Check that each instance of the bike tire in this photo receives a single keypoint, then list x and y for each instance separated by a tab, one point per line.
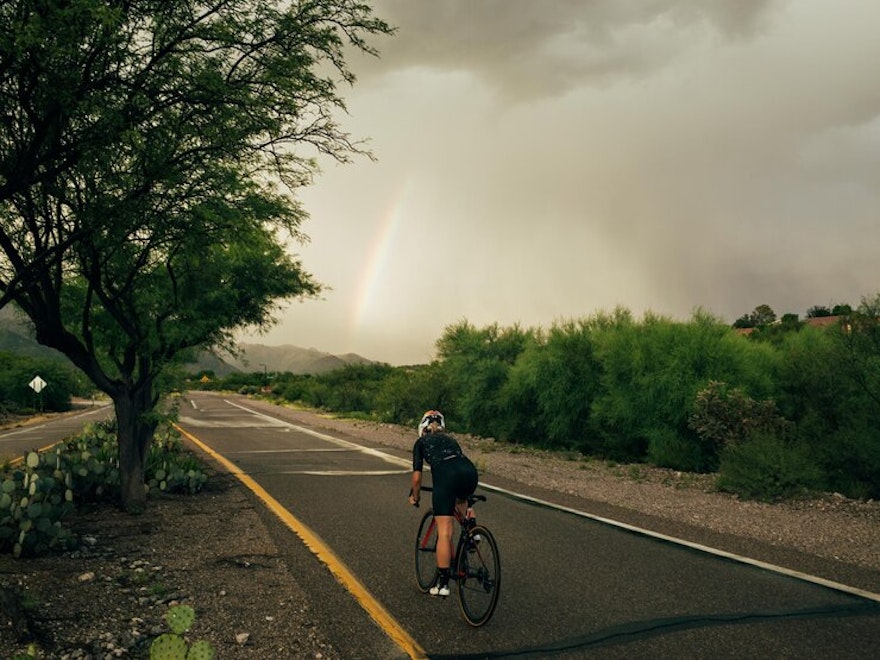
426	553
478	573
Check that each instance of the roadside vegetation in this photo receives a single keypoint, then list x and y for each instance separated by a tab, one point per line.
786	410
40	490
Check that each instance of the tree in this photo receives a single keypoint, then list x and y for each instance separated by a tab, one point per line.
818	311
147	155
763	315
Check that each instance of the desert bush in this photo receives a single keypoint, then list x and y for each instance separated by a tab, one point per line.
768	467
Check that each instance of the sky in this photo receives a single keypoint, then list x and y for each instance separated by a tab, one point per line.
543	161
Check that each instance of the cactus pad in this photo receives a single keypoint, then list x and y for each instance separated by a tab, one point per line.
168	647
180	618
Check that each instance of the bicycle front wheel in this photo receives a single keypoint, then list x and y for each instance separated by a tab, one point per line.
426	552
478	571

────────────────────

Please copy every line above word for word, in the same order, and omit the picture.

SOLUTION FOR THIS TASK:
Check that each instance of the bike tire in this photo receives a single keypoint, then list x and y for each instance separated by a tab, one point per line.
426	553
478	573
Check that each instance of the roadside vegetation in this photo receives a single keypoint, then list x and y for each instance separated by a tab, one point per line.
786	410
40	490
Check that each instance of the tree in this photo receives a single keypoint, then list x and y for each instance separated by a tab, one point per line.
818	311
147	155
763	315
Check that each instance of the desert bush in this photo receives a single keypoint, then list x and y for each instance separated by a tab, one point per line.
768	467
Check that each instance of the sky in this photo receives a single keypoint, then list x and y for each instance separated by a tab, one point per line.
543	161
Check that each instance of the cactus pad in this photo receives a single keypoint, then list x and y for each instance separated by a tab, one point per line.
168	647
180	618
Check that each instance of the bicycle front wheel in this photo receives a single keypoint, then list x and y for each instance separated by a tab, one point per line.
426	552
478	571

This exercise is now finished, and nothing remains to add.